Point annotation records:
-- Start --
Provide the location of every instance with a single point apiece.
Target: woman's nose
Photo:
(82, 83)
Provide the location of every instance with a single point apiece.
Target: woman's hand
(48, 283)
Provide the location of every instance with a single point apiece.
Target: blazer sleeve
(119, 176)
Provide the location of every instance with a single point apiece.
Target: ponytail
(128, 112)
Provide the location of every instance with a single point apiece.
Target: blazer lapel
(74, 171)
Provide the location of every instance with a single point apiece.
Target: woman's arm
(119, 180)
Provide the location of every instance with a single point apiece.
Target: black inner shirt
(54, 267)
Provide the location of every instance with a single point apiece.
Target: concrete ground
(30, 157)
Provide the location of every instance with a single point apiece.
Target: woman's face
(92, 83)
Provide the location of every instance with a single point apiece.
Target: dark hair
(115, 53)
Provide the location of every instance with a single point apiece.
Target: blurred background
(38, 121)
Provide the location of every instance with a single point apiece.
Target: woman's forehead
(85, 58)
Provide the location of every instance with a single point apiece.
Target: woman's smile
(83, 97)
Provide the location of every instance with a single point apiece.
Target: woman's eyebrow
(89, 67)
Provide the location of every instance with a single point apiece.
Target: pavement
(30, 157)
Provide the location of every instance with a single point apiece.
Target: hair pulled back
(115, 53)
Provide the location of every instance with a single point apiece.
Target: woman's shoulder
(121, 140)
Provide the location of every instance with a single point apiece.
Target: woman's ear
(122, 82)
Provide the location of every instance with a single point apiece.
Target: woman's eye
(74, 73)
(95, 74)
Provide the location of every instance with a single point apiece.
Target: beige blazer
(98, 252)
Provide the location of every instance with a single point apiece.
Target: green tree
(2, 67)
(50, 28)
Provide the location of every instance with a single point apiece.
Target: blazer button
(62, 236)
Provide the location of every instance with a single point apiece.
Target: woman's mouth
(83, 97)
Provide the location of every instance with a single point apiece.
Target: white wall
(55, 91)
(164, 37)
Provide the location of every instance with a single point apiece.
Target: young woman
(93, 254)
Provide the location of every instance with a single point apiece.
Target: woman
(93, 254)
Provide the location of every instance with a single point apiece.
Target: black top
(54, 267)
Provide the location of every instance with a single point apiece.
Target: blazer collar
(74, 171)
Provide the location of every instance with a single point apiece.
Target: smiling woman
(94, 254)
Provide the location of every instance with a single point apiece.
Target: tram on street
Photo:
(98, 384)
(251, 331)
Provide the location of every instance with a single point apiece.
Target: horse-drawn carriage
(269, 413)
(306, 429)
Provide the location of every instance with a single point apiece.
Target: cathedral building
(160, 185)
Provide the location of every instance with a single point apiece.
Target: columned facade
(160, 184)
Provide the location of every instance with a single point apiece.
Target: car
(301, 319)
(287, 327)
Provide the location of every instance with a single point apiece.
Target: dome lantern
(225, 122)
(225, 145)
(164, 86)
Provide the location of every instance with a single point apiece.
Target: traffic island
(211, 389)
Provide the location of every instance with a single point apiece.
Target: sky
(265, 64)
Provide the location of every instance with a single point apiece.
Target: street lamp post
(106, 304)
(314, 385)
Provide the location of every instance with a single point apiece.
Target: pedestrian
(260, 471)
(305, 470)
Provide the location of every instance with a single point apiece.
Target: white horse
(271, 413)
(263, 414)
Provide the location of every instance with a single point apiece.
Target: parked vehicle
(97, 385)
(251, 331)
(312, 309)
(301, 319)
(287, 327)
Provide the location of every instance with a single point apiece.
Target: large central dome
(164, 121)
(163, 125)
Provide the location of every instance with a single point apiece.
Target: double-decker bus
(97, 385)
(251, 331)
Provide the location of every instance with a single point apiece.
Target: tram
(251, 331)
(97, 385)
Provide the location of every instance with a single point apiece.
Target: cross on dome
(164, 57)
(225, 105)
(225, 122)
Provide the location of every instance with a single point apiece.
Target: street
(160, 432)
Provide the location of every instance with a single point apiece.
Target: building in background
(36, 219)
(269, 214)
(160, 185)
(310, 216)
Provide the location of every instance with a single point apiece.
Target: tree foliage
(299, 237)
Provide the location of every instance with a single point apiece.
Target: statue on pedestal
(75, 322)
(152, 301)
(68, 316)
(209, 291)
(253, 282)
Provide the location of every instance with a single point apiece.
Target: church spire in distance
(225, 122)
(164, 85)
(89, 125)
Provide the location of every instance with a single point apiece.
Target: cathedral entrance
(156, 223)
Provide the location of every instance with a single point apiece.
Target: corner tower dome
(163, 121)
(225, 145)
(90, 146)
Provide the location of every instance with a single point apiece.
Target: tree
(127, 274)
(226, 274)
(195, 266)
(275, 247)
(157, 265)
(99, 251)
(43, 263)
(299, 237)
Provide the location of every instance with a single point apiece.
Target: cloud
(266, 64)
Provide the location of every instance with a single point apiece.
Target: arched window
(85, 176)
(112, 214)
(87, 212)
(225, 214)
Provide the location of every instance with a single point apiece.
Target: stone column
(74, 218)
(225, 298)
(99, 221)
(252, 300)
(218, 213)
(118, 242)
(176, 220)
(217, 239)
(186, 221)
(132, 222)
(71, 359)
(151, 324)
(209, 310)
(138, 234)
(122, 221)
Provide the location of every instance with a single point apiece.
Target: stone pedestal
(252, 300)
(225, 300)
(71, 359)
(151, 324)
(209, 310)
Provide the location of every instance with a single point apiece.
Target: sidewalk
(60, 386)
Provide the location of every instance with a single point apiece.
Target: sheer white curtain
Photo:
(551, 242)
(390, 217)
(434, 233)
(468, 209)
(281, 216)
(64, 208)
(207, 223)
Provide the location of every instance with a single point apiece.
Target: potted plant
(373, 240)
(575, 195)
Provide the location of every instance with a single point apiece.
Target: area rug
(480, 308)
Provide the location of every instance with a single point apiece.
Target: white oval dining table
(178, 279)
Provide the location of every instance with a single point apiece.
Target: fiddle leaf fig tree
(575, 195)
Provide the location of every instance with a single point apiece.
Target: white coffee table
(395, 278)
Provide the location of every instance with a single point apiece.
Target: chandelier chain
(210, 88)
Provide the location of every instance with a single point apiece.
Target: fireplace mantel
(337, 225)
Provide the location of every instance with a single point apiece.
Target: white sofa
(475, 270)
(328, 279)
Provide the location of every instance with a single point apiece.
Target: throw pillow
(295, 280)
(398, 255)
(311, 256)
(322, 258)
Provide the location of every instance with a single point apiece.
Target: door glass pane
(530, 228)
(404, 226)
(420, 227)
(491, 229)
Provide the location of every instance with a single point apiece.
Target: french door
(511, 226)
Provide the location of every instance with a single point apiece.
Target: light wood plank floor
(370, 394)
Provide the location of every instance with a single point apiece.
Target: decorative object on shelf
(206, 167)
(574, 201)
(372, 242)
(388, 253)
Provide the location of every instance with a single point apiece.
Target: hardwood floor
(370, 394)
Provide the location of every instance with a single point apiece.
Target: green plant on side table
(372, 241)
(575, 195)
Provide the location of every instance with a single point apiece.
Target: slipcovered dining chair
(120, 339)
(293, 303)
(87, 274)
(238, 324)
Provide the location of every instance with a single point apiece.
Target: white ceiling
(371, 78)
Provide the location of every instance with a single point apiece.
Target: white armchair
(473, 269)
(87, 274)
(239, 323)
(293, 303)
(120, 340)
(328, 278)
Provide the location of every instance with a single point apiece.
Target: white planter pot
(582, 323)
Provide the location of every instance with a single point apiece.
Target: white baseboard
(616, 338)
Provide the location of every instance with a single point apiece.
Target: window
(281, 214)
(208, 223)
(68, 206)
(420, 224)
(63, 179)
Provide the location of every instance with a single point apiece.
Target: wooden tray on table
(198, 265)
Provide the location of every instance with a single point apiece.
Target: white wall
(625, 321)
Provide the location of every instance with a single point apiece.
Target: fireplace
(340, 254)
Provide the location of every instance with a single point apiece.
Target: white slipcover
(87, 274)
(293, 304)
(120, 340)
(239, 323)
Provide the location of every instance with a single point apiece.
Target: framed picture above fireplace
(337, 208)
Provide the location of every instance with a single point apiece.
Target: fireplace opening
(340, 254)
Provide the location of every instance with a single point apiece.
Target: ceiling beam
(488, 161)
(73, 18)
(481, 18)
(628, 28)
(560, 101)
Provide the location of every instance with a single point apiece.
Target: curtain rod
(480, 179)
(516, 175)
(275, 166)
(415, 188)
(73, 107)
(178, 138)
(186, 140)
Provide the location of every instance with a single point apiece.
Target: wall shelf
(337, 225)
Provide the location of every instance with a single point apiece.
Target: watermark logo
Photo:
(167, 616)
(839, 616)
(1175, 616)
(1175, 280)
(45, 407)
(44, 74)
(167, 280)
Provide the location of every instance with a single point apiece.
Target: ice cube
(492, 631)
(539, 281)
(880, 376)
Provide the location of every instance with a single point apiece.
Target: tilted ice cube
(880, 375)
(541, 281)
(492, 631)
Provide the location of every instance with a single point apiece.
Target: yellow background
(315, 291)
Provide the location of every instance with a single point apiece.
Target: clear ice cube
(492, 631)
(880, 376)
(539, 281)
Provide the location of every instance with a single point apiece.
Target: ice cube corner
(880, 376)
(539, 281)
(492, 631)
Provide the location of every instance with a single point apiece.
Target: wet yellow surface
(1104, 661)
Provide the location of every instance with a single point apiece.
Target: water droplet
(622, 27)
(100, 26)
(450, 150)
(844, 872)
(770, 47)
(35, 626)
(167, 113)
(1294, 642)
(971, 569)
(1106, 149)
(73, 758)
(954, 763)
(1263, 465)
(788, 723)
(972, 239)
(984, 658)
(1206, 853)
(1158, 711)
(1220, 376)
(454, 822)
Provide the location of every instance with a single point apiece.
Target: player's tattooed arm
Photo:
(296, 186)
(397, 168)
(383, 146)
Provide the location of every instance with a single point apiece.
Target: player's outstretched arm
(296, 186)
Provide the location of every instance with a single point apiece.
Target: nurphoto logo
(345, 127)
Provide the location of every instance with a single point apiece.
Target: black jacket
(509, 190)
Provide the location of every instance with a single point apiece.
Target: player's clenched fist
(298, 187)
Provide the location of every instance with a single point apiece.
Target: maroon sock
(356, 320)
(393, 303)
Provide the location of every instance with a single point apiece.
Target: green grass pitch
-- End --
REQUIRED WORK: Which lines in the items above contain the word "cube"? Find them and copy each one out.

ANSWER TO THE TASK:
Target: ice cube
Target: tilted ice cube
Target: clear ice cube
Target: ice cube corner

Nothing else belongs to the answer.